Reproduce the following lines verbatim, omitting any pictures from your answer.

▶ _EXERCISE MATERIALS_:

----------

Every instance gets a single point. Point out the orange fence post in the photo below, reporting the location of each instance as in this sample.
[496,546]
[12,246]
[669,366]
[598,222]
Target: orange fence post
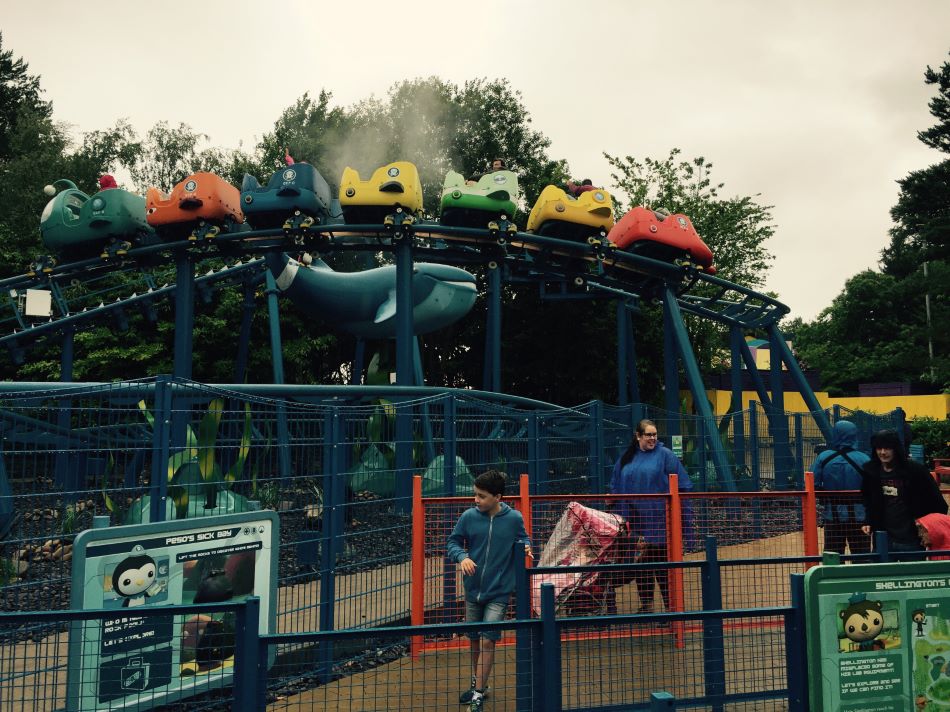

----------

▶ _CORRECT ANSWER_:
Every instance gets a single point. Point out the orange fence post in the photo below, reporting the location of each instance as in this sample.
[496,546]
[12,246]
[669,366]
[598,222]
Target: orange fence post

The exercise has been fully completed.